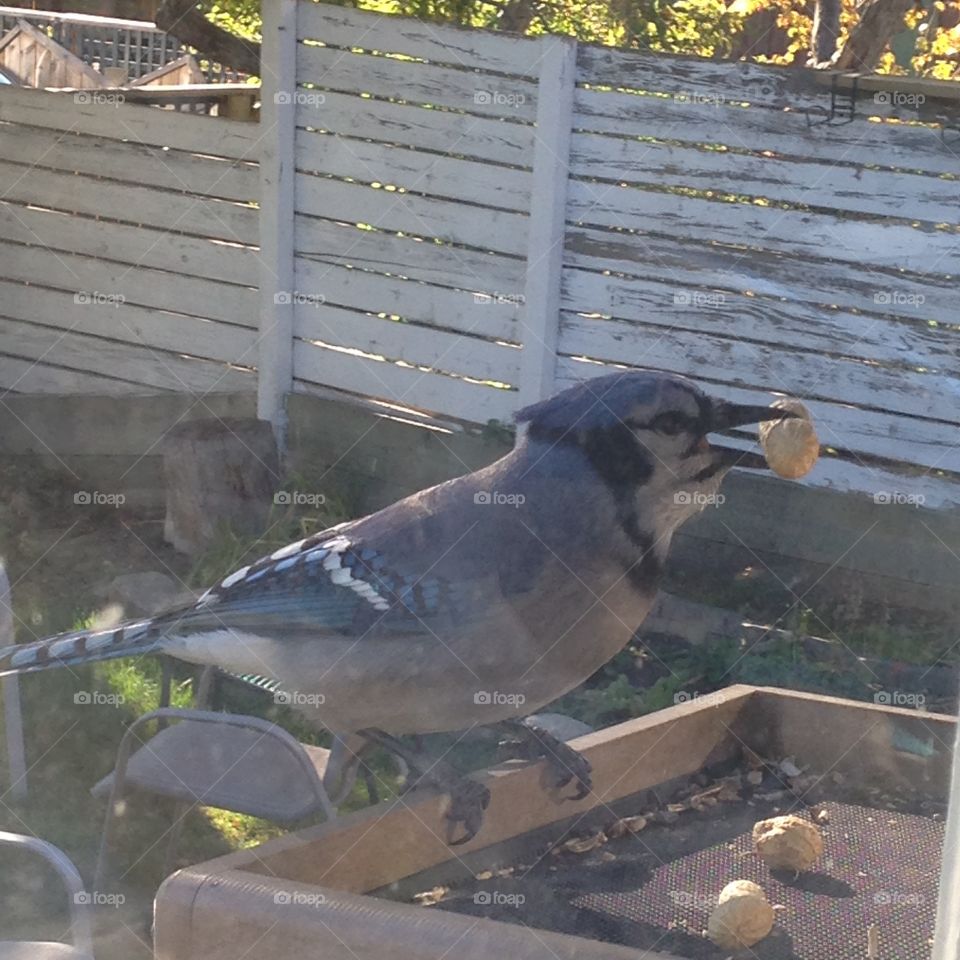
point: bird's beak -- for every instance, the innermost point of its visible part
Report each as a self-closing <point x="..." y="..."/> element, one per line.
<point x="725" y="416"/>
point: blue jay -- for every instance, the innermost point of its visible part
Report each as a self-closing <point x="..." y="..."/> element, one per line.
<point x="476" y="601"/>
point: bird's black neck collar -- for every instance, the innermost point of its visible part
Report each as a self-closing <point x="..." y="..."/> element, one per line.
<point x="623" y="465"/>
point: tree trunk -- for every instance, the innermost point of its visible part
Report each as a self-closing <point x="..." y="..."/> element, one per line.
<point x="826" y="31"/>
<point x="190" y="26"/>
<point x="218" y="473"/>
<point x="879" y="21"/>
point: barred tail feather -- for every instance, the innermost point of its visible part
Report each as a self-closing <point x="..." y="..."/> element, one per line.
<point x="82" y="646"/>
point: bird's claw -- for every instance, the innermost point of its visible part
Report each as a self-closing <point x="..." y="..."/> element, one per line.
<point x="468" y="800"/>
<point x="564" y="764"/>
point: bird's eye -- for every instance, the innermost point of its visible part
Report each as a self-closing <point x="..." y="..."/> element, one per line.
<point x="670" y="424"/>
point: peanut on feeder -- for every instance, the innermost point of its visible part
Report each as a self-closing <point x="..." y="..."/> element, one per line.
<point x="788" y="843"/>
<point x="790" y="446"/>
<point x="742" y="916"/>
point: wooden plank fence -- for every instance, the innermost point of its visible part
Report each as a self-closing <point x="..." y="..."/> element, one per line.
<point x="128" y="247"/>
<point x="456" y="222"/>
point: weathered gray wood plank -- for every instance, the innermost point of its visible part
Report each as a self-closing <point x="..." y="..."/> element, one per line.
<point x="909" y="147"/>
<point x="758" y="365"/>
<point x="328" y="68"/>
<point x="855" y="286"/>
<point x="462" y="180"/>
<point x="796" y="232"/>
<point x="806" y="182"/>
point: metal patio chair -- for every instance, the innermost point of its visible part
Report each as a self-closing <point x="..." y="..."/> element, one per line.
<point x="200" y="757"/>
<point x="80" y="910"/>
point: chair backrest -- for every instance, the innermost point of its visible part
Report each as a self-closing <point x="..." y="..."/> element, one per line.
<point x="79" y="900"/>
<point x="239" y="763"/>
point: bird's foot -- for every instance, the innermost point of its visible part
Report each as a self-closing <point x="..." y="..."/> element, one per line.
<point x="468" y="799"/>
<point x="564" y="764"/>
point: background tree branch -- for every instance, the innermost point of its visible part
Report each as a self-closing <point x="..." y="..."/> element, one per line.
<point x="188" y="24"/>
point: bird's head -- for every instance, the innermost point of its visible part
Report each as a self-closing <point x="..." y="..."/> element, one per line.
<point x="645" y="434"/>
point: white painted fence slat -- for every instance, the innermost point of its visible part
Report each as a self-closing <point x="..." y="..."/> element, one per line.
<point x="138" y="285"/>
<point x="442" y="176"/>
<point x="882" y="193"/>
<point x="487" y="229"/>
<point x="123" y="121"/>
<point x="491" y="96"/>
<point x="142" y="369"/>
<point x="443" y="131"/>
<point x="130" y="245"/>
<point x="438" y="42"/>
<point x="420" y="346"/>
<point x="493" y="316"/>
<point x="95" y="314"/>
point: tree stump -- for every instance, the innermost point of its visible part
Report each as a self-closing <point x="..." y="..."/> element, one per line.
<point x="218" y="473"/>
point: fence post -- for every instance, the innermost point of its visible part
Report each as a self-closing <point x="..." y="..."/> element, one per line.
<point x="548" y="203"/>
<point x="278" y="108"/>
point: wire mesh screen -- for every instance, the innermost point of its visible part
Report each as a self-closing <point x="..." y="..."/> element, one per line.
<point x="655" y="890"/>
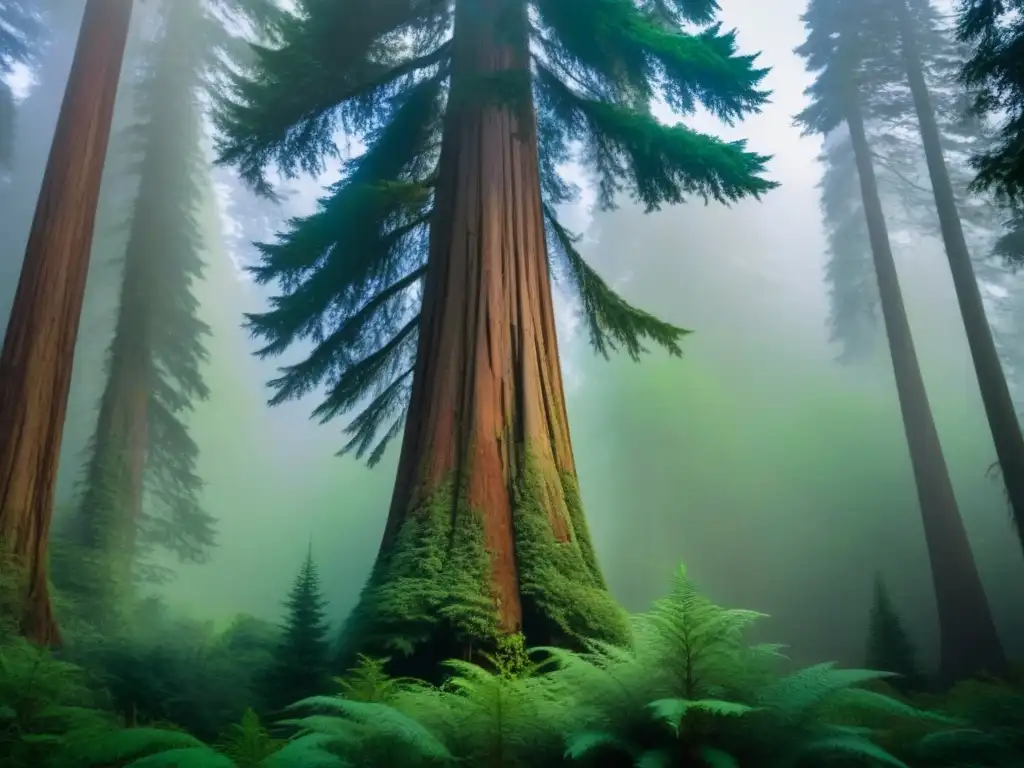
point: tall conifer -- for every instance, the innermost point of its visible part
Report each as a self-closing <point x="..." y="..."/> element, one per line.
<point x="140" y="487"/>
<point x="995" y="29"/>
<point x="889" y="647"/>
<point x="843" y="47"/>
<point x="423" y="278"/>
<point x="301" y="663"/>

------------------------

** Exercise directions **
Restate each of the entries above word for word and skip every image.

** Task output **
point: bird's beak -- for every instance, the innermost point of its visible part
Report each as a self-closing <point x="..." y="..."/> element, one per line.
<point x="725" y="416"/>
point: blue jay -- for every instance, the innermost point of its visible part
Report each as a self-closing <point x="..." y="..."/> element, one per line.
<point x="476" y="601"/>
point: bird's black neck collar -- for every instance, the innermost point of its visible part
Report each as a self-closing <point x="..." y="..."/> element, one per line.
<point x="623" y="465"/>
point: tree trunk -- for every instance, the innermost point of its visible part
Report each as a self-closing <point x="..." y="..."/> element, one per line.
<point x="826" y="31"/>
<point x="190" y="26"/>
<point x="218" y="473"/>
<point x="879" y="21"/>
point: barred tail feather -- for every instance, the innermost point of its visible part
Report each as a self-closing <point x="..." y="..."/> element, one per line.
<point x="82" y="646"/>
point: bird's claw -- for every instance, the innermost point of its visible part
Report each as a self-closing <point x="..." y="..."/> element, one per line.
<point x="468" y="800"/>
<point x="564" y="764"/>
point: bird's eye -- for every instance, the innermost point of its visible part
Report each as a self-closing <point x="..." y="..."/> element, one per line.
<point x="670" y="424"/>
point: peanut on feeder -- for every instance, the innermost point of its visible part
Report each as a self-closing <point x="..." y="..."/> element, one per line.
<point x="788" y="843"/>
<point x="790" y="446"/>
<point x="742" y="916"/>
point: wooden plank fence -- for every instance, the innermost point of its visible part
Report each as a self-closing <point x="..." y="..."/> element, one per line.
<point x="128" y="247"/>
<point x="456" y="222"/>
point: weathered gray wood plank -- for every instance, the innermost point of its visible part
Report each as a self-closing <point x="..." y="..."/> element, one per line.
<point x="909" y="147"/>
<point x="758" y="365"/>
<point x="328" y="68"/>
<point x="855" y="286"/>
<point x="462" y="180"/>
<point x="796" y="232"/>
<point x="806" y="182"/>
point: metal patio chair -- for every instance, the innermost point of its visible part
Report each as a self-closing <point x="..." y="..."/> element, one per line.
<point x="200" y="757"/>
<point x="80" y="910"/>
point: chair backrest -- for every instance, the innermost point of its visible part
Report each as a self-closing <point x="..." y="..."/> element, one per line.
<point x="79" y="900"/>
<point x="239" y="763"/>
point: bird's foot -- for every instance, the innermost point of its visible part
Report each as a self-closing <point x="..." y="..."/> element, one per line.
<point x="468" y="799"/>
<point x="564" y="764"/>
point: background tree branch -- for every instance, the innermost point of its visible part
Report each as a self-closing <point x="..." y="..."/> element, one per line.
<point x="188" y="24"/>
point: bird's head -- for every instance, the innermost point of its visible part
Report each as a self-closing <point x="..." y="..."/> element, one per line.
<point x="645" y="434"/>
point: white painted fence slat -- for every instance, the innermost point of its visible part
Report each as a self-closing <point x="..." y="..."/> element, one per line.
<point x="138" y="285"/>
<point x="442" y="176"/>
<point x="882" y="193"/>
<point x="487" y="229"/>
<point x="123" y="121"/>
<point x="491" y="96"/>
<point x="142" y="369"/>
<point x="443" y="131"/>
<point x="130" y="245"/>
<point x="438" y="42"/>
<point x="420" y="346"/>
<point x="493" y="316"/>
<point x="95" y="314"/>
point: tree stump -- for every instance, the innermost point of its visible part
Report each as a self-closing <point x="..." y="..."/> element, one per line.
<point x="218" y="473"/>
point: fence post -- for every instance, the innermost point of its visible part
Report each as a self-closing <point x="..." y="..."/> element, one per line.
<point x="548" y="203"/>
<point x="278" y="108"/>
point: wire mesh screen -- for every instance, the innermost point of its visible part
Report each as a self-closing <point x="..." y="..."/> element, one per line.
<point x="655" y="890"/>
point: tall conifer -- for every instance, the innermost point of its visible part
Report each as a self-closing <point x="..." y="..."/> element, one per line.
<point x="140" y="487"/>
<point x="995" y="29"/>
<point x="889" y="647"/>
<point x="843" y="47"/>
<point x="423" y="278"/>
<point x="301" y="663"/>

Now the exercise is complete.